▶ **LISTED ENTRIES**
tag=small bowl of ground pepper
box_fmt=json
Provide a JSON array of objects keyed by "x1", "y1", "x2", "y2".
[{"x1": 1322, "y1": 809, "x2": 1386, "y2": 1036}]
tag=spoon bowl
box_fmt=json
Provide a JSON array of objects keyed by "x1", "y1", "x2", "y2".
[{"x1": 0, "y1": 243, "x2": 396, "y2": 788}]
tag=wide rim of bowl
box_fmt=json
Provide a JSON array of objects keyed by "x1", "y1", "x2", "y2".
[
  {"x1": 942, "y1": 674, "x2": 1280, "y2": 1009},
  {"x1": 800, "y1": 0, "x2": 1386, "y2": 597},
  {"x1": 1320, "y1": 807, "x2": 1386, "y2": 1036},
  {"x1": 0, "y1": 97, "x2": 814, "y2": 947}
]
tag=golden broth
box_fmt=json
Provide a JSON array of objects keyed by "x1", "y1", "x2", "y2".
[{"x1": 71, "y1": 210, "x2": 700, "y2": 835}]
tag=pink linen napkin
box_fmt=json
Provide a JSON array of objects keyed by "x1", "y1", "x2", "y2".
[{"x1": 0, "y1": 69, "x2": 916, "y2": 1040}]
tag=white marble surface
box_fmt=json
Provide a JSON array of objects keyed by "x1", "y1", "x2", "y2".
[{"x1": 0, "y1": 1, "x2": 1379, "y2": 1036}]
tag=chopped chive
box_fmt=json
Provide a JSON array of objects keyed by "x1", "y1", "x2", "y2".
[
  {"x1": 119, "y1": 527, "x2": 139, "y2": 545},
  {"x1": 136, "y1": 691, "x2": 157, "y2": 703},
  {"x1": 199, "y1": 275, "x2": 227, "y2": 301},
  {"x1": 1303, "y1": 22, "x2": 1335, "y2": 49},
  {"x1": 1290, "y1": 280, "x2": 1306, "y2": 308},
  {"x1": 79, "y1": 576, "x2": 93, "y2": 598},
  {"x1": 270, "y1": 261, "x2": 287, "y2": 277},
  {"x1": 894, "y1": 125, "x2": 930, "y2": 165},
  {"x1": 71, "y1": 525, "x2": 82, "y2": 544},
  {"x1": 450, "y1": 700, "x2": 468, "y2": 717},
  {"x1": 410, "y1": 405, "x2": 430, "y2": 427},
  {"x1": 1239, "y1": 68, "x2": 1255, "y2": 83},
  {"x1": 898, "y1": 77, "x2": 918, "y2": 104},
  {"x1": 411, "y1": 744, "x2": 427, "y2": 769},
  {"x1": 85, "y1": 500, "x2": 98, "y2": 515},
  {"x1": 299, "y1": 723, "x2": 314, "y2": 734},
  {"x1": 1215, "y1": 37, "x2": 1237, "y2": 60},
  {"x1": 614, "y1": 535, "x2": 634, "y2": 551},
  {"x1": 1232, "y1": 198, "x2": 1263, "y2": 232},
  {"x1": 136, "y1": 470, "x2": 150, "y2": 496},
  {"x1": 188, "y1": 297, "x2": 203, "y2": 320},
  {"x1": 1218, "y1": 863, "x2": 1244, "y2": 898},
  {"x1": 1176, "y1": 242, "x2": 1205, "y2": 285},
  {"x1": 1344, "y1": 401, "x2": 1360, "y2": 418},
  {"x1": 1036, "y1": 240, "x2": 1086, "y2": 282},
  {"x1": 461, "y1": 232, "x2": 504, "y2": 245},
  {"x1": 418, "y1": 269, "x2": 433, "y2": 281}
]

▶ **PROBLEM TO SOLVE**
Each line of the data that holds the word "bowl" should be copied.

▶ **WRITTEN RESPONSE**
tag=small bowl of ground pepper
tag=spoon bowl
tag=wide rim of bowl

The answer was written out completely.